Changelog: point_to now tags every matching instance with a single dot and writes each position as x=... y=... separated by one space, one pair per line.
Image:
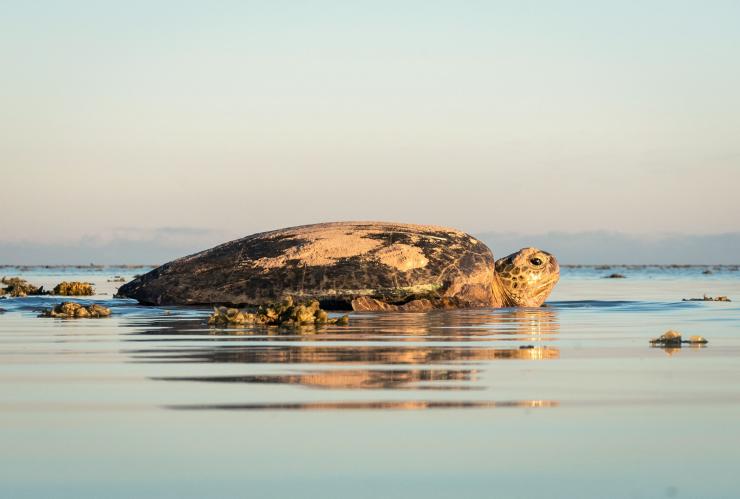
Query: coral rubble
x=71 y=310
x=285 y=313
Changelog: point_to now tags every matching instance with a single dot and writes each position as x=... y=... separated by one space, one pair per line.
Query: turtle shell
x=334 y=263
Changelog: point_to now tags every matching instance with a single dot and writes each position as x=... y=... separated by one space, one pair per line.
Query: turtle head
x=526 y=278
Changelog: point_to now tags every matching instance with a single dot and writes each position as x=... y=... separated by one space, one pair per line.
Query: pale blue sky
x=488 y=116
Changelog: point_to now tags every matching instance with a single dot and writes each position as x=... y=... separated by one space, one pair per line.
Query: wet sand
x=569 y=400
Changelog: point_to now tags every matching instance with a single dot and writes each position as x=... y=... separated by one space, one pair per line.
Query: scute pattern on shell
x=333 y=263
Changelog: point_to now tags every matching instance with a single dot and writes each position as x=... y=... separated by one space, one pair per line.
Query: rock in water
x=346 y=265
x=71 y=310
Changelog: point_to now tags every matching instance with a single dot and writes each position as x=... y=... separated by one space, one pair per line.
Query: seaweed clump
x=18 y=288
x=74 y=288
x=71 y=310
x=285 y=313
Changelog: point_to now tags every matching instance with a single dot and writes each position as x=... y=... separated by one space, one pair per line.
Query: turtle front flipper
x=367 y=304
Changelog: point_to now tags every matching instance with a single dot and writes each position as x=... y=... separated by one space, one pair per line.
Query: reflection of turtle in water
x=353 y=265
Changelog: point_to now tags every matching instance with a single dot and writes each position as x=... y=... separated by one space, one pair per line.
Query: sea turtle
x=353 y=265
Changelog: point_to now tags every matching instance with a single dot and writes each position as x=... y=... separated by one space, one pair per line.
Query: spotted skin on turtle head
x=526 y=278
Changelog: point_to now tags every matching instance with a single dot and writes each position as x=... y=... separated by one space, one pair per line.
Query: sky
x=231 y=117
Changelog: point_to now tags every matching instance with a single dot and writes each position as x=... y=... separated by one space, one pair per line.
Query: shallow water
x=567 y=400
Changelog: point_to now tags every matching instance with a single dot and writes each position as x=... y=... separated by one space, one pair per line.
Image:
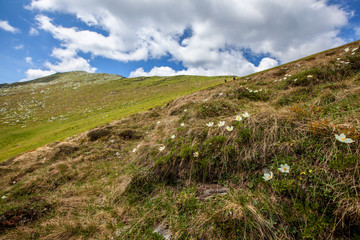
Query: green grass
x=80 y=108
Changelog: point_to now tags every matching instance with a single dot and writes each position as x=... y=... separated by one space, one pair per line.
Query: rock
x=163 y=231
x=95 y=134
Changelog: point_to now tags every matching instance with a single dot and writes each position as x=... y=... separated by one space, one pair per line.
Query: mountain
x=53 y=108
x=273 y=155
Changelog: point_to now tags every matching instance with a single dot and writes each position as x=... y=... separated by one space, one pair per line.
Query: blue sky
x=167 y=37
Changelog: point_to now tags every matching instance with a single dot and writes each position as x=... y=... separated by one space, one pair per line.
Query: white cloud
x=220 y=31
x=357 y=32
x=7 y=27
x=28 y=60
x=33 y=32
x=36 y=73
x=19 y=47
x=68 y=61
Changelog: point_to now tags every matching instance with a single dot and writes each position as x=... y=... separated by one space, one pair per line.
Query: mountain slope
x=169 y=172
x=55 y=107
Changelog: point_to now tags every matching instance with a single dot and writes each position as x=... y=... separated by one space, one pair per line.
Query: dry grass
x=94 y=186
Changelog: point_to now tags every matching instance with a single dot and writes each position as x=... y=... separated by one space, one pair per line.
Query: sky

+===+

**EXERCISE REQUIREMENTS:**
When restating the records word for word, omit any picture they contain.

**RESULT OF THE TASK:**
Changelog: point_to now tags every matching instance with a single dot and writes each position as x=... y=... separated by one space, one pair per line.
Image:
Query: coral rubble
x=71 y=310
x=285 y=313
Changelog: point_to now tags every matching instance with a single dot and writes each position as x=... y=... separated by one space, one pair per line.
Query: turtle shell
x=334 y=263
Changelog: point_to now tags every matching instance with a single dot and writes each position as x=... y=... separated by one space, one pair per line.
Query: turtle head
x=526 y=278
Changelog: point_to now tags every matching instance with a single dot and writes each position as x=... y=... separated by one space, one pair per line.
Query: pale blue sky
x=488 y=116
Changelog: point_to now tags every matching instance with a single dot and writes each position as x=... y=... separated by one space, one pair per line.
Query: wet sand
x=569 y=400
Changelog: point_to now tags every matching instance with a single dot and writes each position as x=... y=... separated by one space, one pair per line.
Query: scute pattern on shell
x=333 y=263
Changelog: point_to now tags every matching instance with a single dot and writes each position as x=... y=... separated by one space, one pair per line.
Query: rock in water
x=346 y=265
x=71 y=310
Changelog: point_to now tags every matching instance with a single dot and writes each position as x=... y=... separated by one space, one pair per line.
Query: seaweed clump
x=18 y=288
x=74 y=288
x=71 y=310
x=285 y=313
Changelog: point_to now tags every matching instance with a single dot and writes each position as x=... y=... separated by one space, one pair per line.
Query: turtle front flipper
x=367 y=304
Changelog: point_to now tags every matching instance with a single dot and writes each position as x=... y=... separated by one space, one pair per line.
Query: reflection of turtle in water
x=353 y=265
Changelog: point_to now tags every matching instance with a single dot and writes each position as x=... y=... separated by one space, one pair per line.
Query: sea turtle
x=353 y=265
Changelog: point_to now tags every matching instance with a single dot and writes each position as x=... y=... separated by one space, one pair per line.
Query: spotted skin on turtle head
x=526 y=278
Changelog: point_to now tags every matching instance with a single dot and writes each position as x=... y=... separated by one space, one pair per line.
Query: sky
x=231 y=117
Changelog: point_to now tags every matching instance with a single dot and writes each position as x=... y=... separated by one space, one pair per line.
Query: shallow water
x=567 y=400
Changelog: point_to now tags every matching instance with a single dot and writes each position as x=... y=... separated by one space, one pair per line.
Image:
Query: green grass
x=80 y=108
Changelog: point_to now tags every matching instance with a single dot and writes each position as x=... y=... separated by one space, one pair per line.
Query: rock
x=163 y=231
x=95 y=134
Changelog: point_to now tags every matching instance with a single dot and writes each position as x=... y=... separated by one space, one pair per line.
Query: mountain
x=53 y=108
x=273 y=155
Changelog: point_to now tags every matching instance with a single dot and writes each position as x=... y=... separated by one space, one pair per line.
Query: blue sky
x=167 y=37
Changelog: point_to now tags every matching instance with a single dot and writes each position as x=... y=... separated by one space, one pair per line.
Query: white cloud
x=220 y=31
x=357 y=32
x=7 y=27
x=28 y=60
x=33 y=32
x=36 y=73
x=19 y=47
x=68 y=61
Changelog: point_to now tags every matching instance with a single dot and writes each position as x=... y=... separated by one space, one pair per line.
Query: mountain slope
x=169 y=172
x=55 y=107
Changelog: point_to now tags every matching instance with a single dot and writes each position as x=... y=... separated by one space, one pair per line.
Query: dry grass
x=94 y=186
Changelog: point_to now tags every matching instance with a single dot and writes each position as x=... y=... separated by one space, one pair per line.
Query: sky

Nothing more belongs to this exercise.